Data excerpts
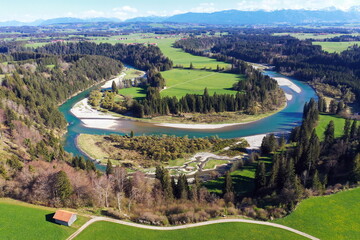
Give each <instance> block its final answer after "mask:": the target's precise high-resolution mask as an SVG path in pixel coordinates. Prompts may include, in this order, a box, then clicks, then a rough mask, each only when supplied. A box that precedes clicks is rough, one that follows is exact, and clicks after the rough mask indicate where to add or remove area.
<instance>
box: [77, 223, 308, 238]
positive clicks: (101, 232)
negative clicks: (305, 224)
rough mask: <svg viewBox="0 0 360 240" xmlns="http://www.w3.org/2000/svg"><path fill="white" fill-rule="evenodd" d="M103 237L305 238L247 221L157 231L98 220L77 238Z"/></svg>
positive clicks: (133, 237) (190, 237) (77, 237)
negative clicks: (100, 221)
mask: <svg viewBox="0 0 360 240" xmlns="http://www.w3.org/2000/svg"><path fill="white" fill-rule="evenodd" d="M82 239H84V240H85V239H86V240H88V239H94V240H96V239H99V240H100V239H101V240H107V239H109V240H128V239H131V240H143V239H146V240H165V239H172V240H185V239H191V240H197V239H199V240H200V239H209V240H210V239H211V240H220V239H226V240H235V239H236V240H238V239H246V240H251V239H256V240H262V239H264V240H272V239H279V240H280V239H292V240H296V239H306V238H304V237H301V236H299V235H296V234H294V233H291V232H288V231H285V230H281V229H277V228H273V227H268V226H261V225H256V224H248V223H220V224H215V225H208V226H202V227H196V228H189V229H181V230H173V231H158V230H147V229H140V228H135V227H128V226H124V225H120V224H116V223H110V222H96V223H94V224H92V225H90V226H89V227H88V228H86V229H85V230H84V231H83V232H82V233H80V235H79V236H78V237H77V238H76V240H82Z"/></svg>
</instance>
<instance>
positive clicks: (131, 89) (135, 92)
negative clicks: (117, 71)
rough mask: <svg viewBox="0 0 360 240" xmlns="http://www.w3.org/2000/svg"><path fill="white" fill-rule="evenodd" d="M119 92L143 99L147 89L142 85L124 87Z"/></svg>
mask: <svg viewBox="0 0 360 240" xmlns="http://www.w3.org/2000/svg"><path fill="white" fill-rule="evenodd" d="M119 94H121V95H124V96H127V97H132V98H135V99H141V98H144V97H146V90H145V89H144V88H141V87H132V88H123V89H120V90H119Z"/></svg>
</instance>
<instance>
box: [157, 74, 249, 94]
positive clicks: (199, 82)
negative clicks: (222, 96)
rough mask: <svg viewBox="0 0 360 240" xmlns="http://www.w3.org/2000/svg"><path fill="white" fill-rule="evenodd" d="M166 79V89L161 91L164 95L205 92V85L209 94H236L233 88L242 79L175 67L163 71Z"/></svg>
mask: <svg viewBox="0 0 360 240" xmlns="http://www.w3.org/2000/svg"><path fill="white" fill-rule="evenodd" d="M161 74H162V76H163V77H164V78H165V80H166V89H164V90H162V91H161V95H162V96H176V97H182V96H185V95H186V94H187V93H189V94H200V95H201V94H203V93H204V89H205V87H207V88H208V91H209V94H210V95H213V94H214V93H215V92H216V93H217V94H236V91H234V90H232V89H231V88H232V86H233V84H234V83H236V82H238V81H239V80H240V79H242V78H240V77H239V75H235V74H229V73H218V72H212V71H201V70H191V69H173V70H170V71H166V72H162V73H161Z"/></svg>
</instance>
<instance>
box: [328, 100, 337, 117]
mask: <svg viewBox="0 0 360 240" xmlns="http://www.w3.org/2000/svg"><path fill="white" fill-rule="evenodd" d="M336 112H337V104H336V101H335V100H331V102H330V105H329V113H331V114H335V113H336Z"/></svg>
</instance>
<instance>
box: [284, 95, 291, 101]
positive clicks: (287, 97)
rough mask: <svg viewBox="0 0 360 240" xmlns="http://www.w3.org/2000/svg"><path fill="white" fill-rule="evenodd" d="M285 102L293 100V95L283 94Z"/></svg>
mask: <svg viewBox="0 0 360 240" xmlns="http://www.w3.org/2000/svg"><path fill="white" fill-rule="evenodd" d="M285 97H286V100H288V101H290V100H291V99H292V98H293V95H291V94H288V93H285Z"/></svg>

== PROBLEM REQUIREMENTS ==
Write the records above out again exactly, but not the pictures.

== YOUR RESPONSE ==
Give each <instance> block its final answer after "mask:": the target's precise high-resolution mask as an SVG path in pixel coordinates. Prompts may include, in this order, a box, then clicks, then a rough mask, each only when supplied. A box that precedes clicks is rough, one that follows is exact, and clicks after the rough mask indicate where to add or remove area.
<instance>
box: [77, 223, 308, 238]
positive clicks: (101, 232)
negative clicks: (305, 224)
rough mask: <svg viewBox="0 0 360 240" xmlns="http://www.w3.org/2000/svg"><path fill="white" fill-rule="evenodd" d="M103 237L305 238L247 221L157 231L98 220L77 238Z"/></svg>
positive clicks: (133, 237) (190, 237) (77, 237)
negative clicks: (100, 221)
mask: <svg viewBox="0 0 360 240" xmlns="http://www.w3.org/2000/svg"><path fill="white" fill-rule="evenodd" d="M82 239H84V240H85V239H86V240H88V239H94V240H96V239H99V240H100V239H101V240H107V239H109V240H128V239H131V240H143V239H146V240H165V239H172V240H185V239H191V240H197V239H199V240H200V239H209V240H210V239H211V240H220V239H226V240H235V239H236V240H238V239H246V240H251V239H256V240H262V239H264V240H272V239H279V240H280V239H292V240H296V239H306V238H304V237H301V236H299V235H296V234H294V233H291V232H288V231H285V230H281V229H277V228H273V227H268V226H261V225H256V224H248V223H220V224H215V225H208V226H202V227H196V228H189V229H181V230H173V231H158V230H147V229H140V228H135V227H128V226H124V225H120V224H116V223H110V222H96V223H94V224H92V225H90V226H89V227H88V228H86V229H85V230H84V231H83V232H82V233H80V235H79V236H78V237H77V238H76V240H82Z"/></svg>
</instance>
<instance>
positive clicks: (131, 89) (135, 92)
negative clicks: (117, 71)
rough mask: <svg viewBox="0 0 360 240" xmlns="http://www.w3.org/2000/svg"><path fill="white" fill-rule="evenodd" d="M119 92L143 99L147 89L142 85L124 87Z"/></svg>
mask: <svg viewBox="0 0 360 240" xmlns="http://www.w3.org/2000/svg"><path fill="white" fill-rule="evenodd" d="M119 94H121V95H124V96H127V97H132V98H135V99H141V98H144V97H146V90H145V89H144V88H141V87H132V88H123V89H120V90H119Z"/></svg>
</instance>
<instance>
box: [157, 74, 249, 94]
positive clicks: (199, 82)
negative clicks: (222, 96)
rough mask: <svg viewBox="0 0 360 240" xmlns="http://www.w3.org/2000/svg"><path fill="white" fill-rule="evenodd" d="M166 79V89L161 91L164 95L205 92V85L209 94H236L233 88L242 79L175 67L163 71Z"/></svg>
mask: <svg viewBox="0 0 360 240" xmlns="http://www.w3.org/2000/svg"><path fill="white" fill-rule="evenodd" d="M161 74H162V76H163V77H164V78H165V80H166V89H164V90H162V91H161V95H162V96H176V97H182V96H185V95H186V94H187V93H189V94H200V95H201V94H203V93H204V89H205V87H207V88H208V91H209V94H210V95H213V94H214V93H215V92H216V93H217V94H236V91H234V90H232V89H231V88H232V86H233V84H234V83H236V82H238V81H239V80H240V79H242V78H240V77H239V75H235V74H229V73H218V72H212V71H201V70H191V69H173V70H170V71H166V72H162V73H161Z"/></svg>
</instance>
<instance>
box: [328, 100, 337, 117]
mask: <svg viewBox="0 0 360 240" xmlns="http://www.w3.org/2000/svg"><path fill="white" fill-rule="evenodd" d="M336 112H337V104H336V101H335V100H331V102H330V105H329V113H331V114H335V113H336Z"/></svg>
</instance>
<instance>
box: [284, 95, 291, 101]
positive clicks: (287, 97)
rough mask: <svg viewBox="0 0 360 240" xmlns="http://www.w3.org/2000/svg"><path fill="white" fill-rule="evenodd" d="M285 102L293 100V95L283 94Z"/></svg>
mask: <svg viewBox="0 0 360 240" xmlns="http://www.w3.org/2000/svg"><path fill="white" fill-rule="evenodd" d="M285 97H286V100H288V101H290V100H291V99H292V98H293V95H291V94H288V93H285Z"/></svg>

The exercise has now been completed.